Problem description ::
Beginning with the line that contains "Target: light blue t-shirt", output each line below exactly through the last one, both included, and nothing else.

The records ::
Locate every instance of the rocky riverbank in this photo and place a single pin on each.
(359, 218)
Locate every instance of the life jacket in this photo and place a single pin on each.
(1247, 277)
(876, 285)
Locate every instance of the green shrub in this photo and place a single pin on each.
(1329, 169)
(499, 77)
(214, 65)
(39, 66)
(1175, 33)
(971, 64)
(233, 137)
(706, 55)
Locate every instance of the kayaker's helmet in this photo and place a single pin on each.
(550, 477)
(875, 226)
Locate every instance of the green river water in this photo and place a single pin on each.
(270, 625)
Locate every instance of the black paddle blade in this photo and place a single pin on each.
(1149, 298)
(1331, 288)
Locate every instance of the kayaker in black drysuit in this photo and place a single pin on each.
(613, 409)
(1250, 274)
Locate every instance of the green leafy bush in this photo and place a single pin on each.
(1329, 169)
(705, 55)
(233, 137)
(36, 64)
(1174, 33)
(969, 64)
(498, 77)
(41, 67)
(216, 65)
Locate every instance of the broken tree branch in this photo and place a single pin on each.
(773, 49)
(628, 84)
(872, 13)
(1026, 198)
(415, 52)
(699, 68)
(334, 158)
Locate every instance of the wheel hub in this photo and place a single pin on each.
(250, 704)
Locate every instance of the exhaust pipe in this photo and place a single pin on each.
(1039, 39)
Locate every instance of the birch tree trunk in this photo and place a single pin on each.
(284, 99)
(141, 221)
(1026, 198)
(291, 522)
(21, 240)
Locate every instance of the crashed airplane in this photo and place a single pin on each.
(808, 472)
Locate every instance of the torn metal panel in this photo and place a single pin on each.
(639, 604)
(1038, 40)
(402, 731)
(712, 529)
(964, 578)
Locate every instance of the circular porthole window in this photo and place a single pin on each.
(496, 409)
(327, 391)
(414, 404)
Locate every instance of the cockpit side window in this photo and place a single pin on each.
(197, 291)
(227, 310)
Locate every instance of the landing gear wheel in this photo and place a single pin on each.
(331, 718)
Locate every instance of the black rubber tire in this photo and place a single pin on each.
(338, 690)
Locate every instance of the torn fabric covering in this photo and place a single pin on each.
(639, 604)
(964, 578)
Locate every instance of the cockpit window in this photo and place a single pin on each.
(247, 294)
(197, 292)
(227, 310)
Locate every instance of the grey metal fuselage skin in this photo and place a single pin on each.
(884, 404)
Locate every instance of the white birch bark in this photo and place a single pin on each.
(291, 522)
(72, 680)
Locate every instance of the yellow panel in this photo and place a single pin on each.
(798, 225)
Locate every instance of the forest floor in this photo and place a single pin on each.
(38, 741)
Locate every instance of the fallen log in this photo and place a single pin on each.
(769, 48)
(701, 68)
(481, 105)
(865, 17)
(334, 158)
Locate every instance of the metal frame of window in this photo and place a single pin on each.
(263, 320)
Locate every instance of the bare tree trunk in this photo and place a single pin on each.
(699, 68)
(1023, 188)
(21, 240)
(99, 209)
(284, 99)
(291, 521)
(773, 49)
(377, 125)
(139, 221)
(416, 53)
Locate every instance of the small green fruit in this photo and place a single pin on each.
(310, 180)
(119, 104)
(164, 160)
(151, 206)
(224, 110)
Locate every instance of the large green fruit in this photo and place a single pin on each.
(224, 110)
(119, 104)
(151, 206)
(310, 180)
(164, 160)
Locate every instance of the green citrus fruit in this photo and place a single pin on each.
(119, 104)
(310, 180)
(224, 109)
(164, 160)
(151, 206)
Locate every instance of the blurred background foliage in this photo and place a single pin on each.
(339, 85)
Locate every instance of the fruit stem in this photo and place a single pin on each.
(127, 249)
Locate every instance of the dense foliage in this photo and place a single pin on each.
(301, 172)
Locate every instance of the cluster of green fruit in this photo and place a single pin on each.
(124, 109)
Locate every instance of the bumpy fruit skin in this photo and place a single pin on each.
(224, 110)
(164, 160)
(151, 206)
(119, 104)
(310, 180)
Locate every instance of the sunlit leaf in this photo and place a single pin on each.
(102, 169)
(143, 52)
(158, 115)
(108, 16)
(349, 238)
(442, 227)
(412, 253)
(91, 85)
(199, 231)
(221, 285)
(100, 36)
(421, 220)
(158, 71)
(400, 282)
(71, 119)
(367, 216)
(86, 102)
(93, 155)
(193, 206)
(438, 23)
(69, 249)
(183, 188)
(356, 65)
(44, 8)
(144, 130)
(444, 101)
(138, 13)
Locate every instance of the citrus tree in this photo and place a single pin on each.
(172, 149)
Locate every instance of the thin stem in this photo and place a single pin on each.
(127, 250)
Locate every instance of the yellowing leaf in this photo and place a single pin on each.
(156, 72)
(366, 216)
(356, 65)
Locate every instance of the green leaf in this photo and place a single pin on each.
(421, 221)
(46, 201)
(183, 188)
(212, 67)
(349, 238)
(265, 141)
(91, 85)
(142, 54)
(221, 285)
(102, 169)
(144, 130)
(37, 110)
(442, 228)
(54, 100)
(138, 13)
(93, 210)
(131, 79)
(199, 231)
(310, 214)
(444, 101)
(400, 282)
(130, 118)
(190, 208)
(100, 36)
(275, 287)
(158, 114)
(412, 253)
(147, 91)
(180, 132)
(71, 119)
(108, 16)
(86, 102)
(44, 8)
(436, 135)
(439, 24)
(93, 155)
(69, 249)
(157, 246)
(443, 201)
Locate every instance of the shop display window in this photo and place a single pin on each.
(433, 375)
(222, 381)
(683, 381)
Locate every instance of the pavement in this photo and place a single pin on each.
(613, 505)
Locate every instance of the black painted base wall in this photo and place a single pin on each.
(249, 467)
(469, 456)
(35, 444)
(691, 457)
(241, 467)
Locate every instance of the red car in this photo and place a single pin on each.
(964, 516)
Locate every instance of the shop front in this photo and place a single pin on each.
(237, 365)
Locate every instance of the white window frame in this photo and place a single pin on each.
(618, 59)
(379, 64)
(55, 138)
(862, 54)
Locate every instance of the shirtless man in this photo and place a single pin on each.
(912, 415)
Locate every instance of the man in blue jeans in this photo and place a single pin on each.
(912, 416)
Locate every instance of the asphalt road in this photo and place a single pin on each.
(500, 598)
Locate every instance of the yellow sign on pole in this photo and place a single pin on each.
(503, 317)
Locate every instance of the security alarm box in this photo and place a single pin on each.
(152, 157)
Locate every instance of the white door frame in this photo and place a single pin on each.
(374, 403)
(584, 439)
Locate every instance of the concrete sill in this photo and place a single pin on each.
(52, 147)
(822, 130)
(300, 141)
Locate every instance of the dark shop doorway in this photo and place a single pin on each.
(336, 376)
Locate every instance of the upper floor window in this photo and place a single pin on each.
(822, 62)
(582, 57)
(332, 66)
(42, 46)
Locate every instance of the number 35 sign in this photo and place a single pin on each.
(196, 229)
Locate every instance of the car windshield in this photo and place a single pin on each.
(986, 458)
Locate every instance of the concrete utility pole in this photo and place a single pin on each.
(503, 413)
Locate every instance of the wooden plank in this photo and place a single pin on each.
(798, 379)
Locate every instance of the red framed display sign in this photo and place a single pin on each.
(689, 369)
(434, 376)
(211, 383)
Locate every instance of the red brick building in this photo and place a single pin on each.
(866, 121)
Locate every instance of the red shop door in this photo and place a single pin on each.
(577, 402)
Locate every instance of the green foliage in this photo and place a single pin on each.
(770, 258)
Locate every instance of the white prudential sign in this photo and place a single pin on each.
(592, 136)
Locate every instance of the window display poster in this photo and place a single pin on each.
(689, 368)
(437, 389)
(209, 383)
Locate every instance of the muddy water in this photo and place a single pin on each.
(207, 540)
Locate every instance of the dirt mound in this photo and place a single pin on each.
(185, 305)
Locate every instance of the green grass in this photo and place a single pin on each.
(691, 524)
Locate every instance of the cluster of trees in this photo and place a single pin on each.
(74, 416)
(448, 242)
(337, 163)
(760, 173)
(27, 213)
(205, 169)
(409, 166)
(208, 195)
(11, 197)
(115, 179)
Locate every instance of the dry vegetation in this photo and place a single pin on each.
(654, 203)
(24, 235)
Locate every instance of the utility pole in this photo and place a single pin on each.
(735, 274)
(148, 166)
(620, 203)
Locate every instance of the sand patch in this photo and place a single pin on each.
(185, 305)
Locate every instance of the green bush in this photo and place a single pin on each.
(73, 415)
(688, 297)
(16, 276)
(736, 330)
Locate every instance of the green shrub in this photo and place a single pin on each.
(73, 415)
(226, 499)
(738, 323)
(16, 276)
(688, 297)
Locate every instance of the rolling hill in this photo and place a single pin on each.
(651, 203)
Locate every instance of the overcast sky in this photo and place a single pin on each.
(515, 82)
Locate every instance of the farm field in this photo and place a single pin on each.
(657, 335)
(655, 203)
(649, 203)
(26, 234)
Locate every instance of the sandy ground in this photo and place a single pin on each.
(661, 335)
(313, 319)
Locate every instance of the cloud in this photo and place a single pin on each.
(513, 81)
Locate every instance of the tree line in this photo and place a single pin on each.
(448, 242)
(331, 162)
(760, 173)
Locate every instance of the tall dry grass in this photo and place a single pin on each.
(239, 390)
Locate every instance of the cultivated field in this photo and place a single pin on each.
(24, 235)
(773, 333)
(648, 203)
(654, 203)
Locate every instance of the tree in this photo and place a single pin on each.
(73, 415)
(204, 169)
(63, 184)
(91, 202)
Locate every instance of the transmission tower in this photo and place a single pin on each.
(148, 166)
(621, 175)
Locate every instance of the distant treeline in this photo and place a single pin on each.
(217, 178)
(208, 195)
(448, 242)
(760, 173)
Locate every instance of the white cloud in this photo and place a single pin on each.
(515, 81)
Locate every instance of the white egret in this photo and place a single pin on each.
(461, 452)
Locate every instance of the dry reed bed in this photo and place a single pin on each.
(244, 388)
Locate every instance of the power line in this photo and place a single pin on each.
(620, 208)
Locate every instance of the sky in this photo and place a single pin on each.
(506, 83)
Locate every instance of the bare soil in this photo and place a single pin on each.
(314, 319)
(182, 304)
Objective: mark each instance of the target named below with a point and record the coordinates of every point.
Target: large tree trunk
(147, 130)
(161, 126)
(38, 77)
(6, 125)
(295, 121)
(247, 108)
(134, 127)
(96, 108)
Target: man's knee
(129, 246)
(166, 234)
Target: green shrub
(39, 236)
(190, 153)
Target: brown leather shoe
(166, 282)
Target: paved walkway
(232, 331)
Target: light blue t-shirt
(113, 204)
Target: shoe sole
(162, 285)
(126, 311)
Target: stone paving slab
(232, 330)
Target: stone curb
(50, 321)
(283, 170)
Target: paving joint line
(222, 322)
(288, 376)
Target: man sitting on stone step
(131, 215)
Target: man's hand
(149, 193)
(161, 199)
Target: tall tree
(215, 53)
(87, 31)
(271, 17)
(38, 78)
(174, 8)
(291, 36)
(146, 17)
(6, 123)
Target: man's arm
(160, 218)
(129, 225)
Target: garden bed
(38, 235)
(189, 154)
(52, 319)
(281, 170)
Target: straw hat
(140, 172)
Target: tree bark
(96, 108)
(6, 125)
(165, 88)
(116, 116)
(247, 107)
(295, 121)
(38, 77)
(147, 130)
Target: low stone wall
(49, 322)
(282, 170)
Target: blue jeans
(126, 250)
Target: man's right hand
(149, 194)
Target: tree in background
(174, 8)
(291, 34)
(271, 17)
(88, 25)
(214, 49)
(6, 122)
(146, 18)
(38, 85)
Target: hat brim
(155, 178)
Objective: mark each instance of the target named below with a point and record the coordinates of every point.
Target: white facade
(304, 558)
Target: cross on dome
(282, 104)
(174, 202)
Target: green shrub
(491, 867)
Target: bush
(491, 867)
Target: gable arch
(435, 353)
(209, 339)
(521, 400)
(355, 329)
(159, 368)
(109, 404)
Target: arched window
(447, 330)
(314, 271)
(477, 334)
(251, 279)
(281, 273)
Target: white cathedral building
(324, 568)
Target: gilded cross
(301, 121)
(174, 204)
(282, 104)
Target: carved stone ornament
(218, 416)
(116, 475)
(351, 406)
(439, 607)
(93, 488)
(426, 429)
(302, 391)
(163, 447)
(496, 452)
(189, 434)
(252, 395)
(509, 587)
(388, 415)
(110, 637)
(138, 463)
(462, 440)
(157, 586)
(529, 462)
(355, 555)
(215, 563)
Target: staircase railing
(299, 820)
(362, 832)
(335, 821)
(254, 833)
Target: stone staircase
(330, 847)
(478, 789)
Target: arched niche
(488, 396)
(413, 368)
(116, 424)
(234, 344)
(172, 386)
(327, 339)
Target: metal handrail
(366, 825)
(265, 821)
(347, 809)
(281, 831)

Output ::
Target: light blue t-shirt
(113, 204)
Target: shoe sole
(162, 285)
(126, 311)
Target: stone paving slab
(232, 330)
Target: stone curb
(50, 321)
(283, 170)
Target: paving joint line
(222, 322)
(288, 376)
Target: man sitting on stone step
(131, 215)
Target: man's hand
(149, 193)
(161, 199)
Target: tall tree
(215, 53)
(87, 31)
(271, 17)
(38, 78)
(174, 8)
(291, 36)
(146, 17)
(6, 123)
Target: man's arm
(160, 218)
(129, 225)
Target: garden bed
(38, 235)
(189, 154)
(52, 319)
(281, 170)
Target: straw hat
(140, 172)
Target: tree bark
(96, 108)
(6, 125)
(165, 88)
(116, 116)
(247, 107)
(295, 121)
(38, 77)
(147, 130)
Target: low stone wall
(49, 322)
(282, 170)
Target: blue jeans
(126, 250)
Target: man's right hand
(149, 194)
Target: tree in background
(174, 8)
(291, 34)
(271, 17)
(88, 25)
(214, 49)
(6, 122)
(146, 18)
(38, 85)
Target: hat brim
(155, 178)
Objective: mark each instance of the target named below with a point and record the coordinates of every point.
Target: white facade
(304, 558)
Target: cross on dome
(282, 104)
(174, 202)
Target: green shrub
(491, 867)
Target: bush
(491, 867)
Target: gable arch
(435, 353)
(209, 339)
(521, 400)
(355, 329)
(159, 368)
(109, 404)
Target: arched window
(447, 330)
(314, 271)
(477, 334)
(251, 279)
(281, 273)
Target: white cathedral building
(324, 568)
Target: gilded cross
(301, 121)
(174, 204)
(282, 104)
Target: carved stone ornament
(218, 416)
(116, 475)
(351, 406)
(439, 607)
(93, 488)
(426, 429)
(302, 391)
(163, 447)
(496, 452)
(189, 434)
(252, 395)
(509, 587)
(388, 415)
(110, 637)
(138, 463)
(462, 440)
(157, 586)
(529, 462)
(355, 555)
(215, 563)
Target: staircase railing
(299, 820)
(362, 832)
(335, 821)
(254, 833)
Target: stone staircase
(330, 847)
(478, 789)
Target: arched niche
(488, 396)
(413, 368)
(116, 424)
(234, 344)
(172, 386)
(327, 339)
Target: metal handrail
(366, 825)
(265, 821)
(347, 809)
(281, 831)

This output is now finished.